**DATA IN THIS EXERCISE**
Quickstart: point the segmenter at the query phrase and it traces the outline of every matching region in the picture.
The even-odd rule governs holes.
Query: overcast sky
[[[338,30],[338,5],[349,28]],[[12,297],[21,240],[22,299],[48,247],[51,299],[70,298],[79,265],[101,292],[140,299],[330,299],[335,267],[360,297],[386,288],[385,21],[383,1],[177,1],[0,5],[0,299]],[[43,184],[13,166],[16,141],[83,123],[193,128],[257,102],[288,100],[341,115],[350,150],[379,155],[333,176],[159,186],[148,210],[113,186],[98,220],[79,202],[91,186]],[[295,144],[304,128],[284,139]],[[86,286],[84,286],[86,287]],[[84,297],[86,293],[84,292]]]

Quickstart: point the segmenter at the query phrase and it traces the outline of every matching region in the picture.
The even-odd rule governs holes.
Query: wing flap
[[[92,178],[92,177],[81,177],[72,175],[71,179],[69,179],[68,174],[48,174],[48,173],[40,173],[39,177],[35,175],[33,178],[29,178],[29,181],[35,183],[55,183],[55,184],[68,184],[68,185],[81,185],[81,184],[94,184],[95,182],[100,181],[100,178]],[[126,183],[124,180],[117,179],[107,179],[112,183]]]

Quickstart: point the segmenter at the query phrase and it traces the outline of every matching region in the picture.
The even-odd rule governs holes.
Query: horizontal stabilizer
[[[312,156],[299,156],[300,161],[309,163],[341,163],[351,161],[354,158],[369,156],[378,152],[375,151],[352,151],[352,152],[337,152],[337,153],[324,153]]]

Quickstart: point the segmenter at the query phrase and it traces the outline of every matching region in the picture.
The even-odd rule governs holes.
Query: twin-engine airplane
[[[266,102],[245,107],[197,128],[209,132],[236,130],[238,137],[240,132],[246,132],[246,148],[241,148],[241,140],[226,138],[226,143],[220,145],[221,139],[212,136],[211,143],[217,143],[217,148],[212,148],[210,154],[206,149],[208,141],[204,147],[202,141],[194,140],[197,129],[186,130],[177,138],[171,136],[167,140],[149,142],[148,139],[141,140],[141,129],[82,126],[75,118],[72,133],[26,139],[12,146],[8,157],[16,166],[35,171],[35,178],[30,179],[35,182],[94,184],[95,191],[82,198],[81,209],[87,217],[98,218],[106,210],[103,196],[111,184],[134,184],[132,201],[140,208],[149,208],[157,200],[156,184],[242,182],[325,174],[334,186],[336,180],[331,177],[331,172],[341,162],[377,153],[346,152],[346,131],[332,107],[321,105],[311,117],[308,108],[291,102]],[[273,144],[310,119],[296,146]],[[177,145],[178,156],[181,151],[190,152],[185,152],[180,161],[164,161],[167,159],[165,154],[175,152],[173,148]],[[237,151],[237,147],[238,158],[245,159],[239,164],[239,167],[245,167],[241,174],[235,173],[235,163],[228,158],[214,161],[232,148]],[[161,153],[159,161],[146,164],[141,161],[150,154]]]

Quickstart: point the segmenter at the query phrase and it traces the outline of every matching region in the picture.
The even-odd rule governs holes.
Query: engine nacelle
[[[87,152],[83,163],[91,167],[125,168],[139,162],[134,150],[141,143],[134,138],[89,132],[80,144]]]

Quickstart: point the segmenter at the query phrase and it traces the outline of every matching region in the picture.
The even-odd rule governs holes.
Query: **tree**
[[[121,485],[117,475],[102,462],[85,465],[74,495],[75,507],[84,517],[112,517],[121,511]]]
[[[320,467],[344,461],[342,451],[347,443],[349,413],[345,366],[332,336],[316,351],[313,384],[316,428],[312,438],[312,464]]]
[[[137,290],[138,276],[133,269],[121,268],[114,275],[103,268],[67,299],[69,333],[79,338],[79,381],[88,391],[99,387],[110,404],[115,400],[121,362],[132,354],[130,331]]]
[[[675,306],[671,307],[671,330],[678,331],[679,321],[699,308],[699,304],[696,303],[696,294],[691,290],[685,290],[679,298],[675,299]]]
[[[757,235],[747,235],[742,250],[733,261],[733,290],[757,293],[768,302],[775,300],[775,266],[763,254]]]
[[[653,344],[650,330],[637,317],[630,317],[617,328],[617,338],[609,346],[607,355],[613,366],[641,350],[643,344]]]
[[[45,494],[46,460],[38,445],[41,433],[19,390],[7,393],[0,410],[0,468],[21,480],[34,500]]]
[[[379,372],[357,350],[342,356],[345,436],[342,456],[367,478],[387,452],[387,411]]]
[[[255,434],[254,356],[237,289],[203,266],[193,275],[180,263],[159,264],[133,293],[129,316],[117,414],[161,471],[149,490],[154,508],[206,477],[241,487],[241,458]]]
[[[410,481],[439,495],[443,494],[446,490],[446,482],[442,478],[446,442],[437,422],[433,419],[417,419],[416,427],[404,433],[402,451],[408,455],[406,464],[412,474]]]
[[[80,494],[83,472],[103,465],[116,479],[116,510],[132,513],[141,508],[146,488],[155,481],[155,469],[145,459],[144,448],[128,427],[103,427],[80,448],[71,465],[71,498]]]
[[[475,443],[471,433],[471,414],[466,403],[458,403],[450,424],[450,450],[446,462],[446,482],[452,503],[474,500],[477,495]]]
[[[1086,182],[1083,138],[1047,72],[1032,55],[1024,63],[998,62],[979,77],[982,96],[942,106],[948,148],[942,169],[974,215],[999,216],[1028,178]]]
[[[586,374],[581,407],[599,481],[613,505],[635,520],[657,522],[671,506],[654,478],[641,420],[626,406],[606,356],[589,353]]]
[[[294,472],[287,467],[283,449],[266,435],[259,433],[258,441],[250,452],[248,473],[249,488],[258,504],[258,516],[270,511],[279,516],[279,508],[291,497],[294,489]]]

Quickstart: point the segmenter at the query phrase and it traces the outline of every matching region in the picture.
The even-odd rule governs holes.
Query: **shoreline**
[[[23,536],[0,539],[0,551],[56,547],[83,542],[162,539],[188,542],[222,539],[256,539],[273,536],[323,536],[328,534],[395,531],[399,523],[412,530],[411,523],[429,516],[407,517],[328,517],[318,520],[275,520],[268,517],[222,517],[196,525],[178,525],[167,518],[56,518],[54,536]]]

**ACTION ITEM**
Restate the entire listing verbatim.

**EXERCISE RESULT**
Quickstart: point the segmenter at the query phrase and it traces the outline of every matching region in the picture.
The even-odd rule governs holes.
Query: overcast sky
[[[338,30],[338,5],[349,28]],[[12,297],[21,240],[22,299],[48,247],[51,299],[70,298],[79,265],[101,292],[140,299],[330,299],[335,267],[360,297],[386,288],[385,21],[383,1],[177,1],[0,5],[0,299]],[[43,184],[13,166],[16,141],[83,123],[193,128],[257,102],[288,100],[341,115],[350,150],[379,155],[333,176],[159,186],[148,210],[113,186],[98,220],[79,202],[91,186]],[[295,144],[304,128],[284,139]],[[86,286],[84,286],[86,287]],[[84,297],[86,293],[84,292]]]

Quickstart: point the segmenter at the query phrase and it traces the outline of every matching region in the picture.
The even-odd rule governs holes.
Query: wing flap
[[[92,178],[92,177],[81,177],[72,175],[71,179],[69,179],[68,174],[48,174],[48,173],[40,173],[39,177],[35,175],[33,178],[29,178],[29,181],[35,183],[55,183],[55,184],[68,184],[68,185],[81,185],[81,184],[94,184],[95,182],[100,181],[100,178]],[[126,183],[124,180],[117,179],[107,179],[112,183]]]

Quickstart: point the segmenter at the query phrase and it traces the outline of every matching region in the picture.
The even-odd rule governs holes.
Query: horizontal stabilizer
[[[312,156],[299,156],[300,161],[309,163],[341,163],[351,161],[354,158],[369,156],[378,152],[375,151],[352,151],[352,152],[337,152],[337,153],[324,153]]]

Quickstart: point the segmenter at the query phrase and it traces the outline of every matching region in the picture.
The even-odd rule governs holes.
Query: twin-engine airplane
[[[266,102],[245,107],[197,128],[209,132],[236,130],[238,137],[240,132],[246,132],[246,148],[241,148],[241,140],[226,138],[226,143],[220,145],[221,139],[212,136],[211,143],[217,143],[217,148],[212,148],[210,154],[206,149],[208,141],[204,147],[202,141],[194,140],[197,129],[186,130],[177,138],[171,136],[167,140],[149,142],[148,139],[141,140],[141,129],[82,126],[75,118],[72,133],[26,139],[12,146],[8,157],[16,166],[35,171],[35,178],[30,179],[35,182],[94,184],[95,191],[82,198],[81,209],[87,217],[98,218],[106,210],[103,196],[111,184],[134,184],[132,201],[140,208],[149,208],[157,200],[156,184],[242,182],[325,174],[334,186],[336,180],[331,177],[331,172],[341,162],[377,153],[346,152],[346,131],[332,107],[321,105],[311,117],[308,108],[291,102]],[[273,144],[310,119],[296,146]],[[177,145],[178,156],[181,151],[190,152],[185,152],[180,161],[164,161],[167,159],[165,154],[175,152],[173,148]],[[237,151],[237,147],[238,158],[245,159],[239,164],[239,167],[245,167],[241,174],[235,173],[235,163],[228,158],[214,161],[232,148]],[[161,153],[159,161],[146,164],[141,161],[150,154]]]

Quickstart: point the segmenter at the query phrase and it traces the outline of every matching region in the picture.
The even-odd rule governs holes.
Query: engine nacelle
[[[87,152],[83,163],[91,167],[125,168],[139,162],[134,150],[141,143],[134,138],[89,132],[80,144]]]

Quickstart: point the segmenter at the query phrase and it traces the outline of every matching region in the picture.
The even-odd rule governs holes.
Query: **tree**
[[[121,485],[117,475],[102,462],[85,465],[74,495],[75,507],[84,517],[112,517],[121,511]]]
[[[320,467],[344,461],[342,451],[347,443],[349,413],[345,366],[332,336],[316,351],[313,384],[316,428],[312,438],[312,464]]]
[[[137,290],[138,276],[133,269],[121,268],[114,275],[103,268],[67,299],[69,333],[79,338],[79,381],[88,391],[99,387],[110,404],[115,400],[121,362],[132,354],[130,331]]]
[[[675,306],[671,307],[671,330],[678,331],[679,321],[699,308],[699,304],[696,303],[696,294],[691,290],[685,290],[679,298],[675,299]]]
[[[757,235],[747,235],[742,250],[733,261],[733,290],[757,293],[768,302],[775,300],[775,266],[763,254]]]
[[[653,344],[650,330],[637,317],[630,317],[617,328],[617,338],[609,346],[607,355],[613,366],[641,350],[643,344]]]
[[[45,494],[46,460],[38,445],[41,433],[19,390],[7,393],[0,410],[0,468],[21,480],[34,500]]]
[[[379,372],[357,350],[342,356],[345,436],[342,456],[367,478],[387,452],[387,411]]]
[[[255,434],[254,356],[237,289],[203,266],[193,275],[180,263],[159,264],[133,293],[129,316],[117,414],[161,471],[149,490],[154,508],[206,477],[241,487],[241,458]]]
[[[410,481],[439,495],[443,494],[446,490],[446,482],[442,478],[446,442],[437,422],[433,419],[417,419],[416,427],[404,433],[402,451],[408,455],[406,464],[412,474]]]
[[[80,494],[83,472],[103,465],[116,479],[116,510],[132,513],[141,508],[146,488],[155,481],[155,469],[145,459],[144,448],[128,427],[103,427],[80,448],[71,465],[71,498]]]
[[[475,443],[471,433],[471,414],[466,403],[458,403],[450,424],[450,450],[446,462],[446,482],[452,503],[474,500],[477,495]]]
[[[1086,182],[1083,138],[1047,72],[1032,55],[1024,63],[998,62],[979,77],[982,96],[942,106],[948,148],[942,169],[974,215],[999,216],[1028,178]]]
[[[586,374],[581,407],[599,481],[613,505],[635,520],[657,522],[671,506],[654,478],[641,420],[626,406],[606,356],[589,353]]]
[[[294,472],[287,467],[283,449],[266,435],[259,433],[258,441],[250,452],[248,473],[249,488],[258,504],[258,516],[270,511],[279,516],[279,508],[291,497],[294,489]]]

Quickstart: point the segmenter at the query phrase and it traces the outline of every matching region in the picture.
The even-odd rule governs holes.
Query: **shoreline**
[[[23,536],[0,539],[0,551],[56,547],[83,542],[162,539],[188,542],[222,539],[256,539],[273,536],[323,536],[328,534],[395,531],[399,523],[412,530],[411,523],[429,516],[407,517],[328,517],[318,520],[275,520],[268,517],[222,517],[196,525],[178,525],[167,518],[56,518],[54,536]]]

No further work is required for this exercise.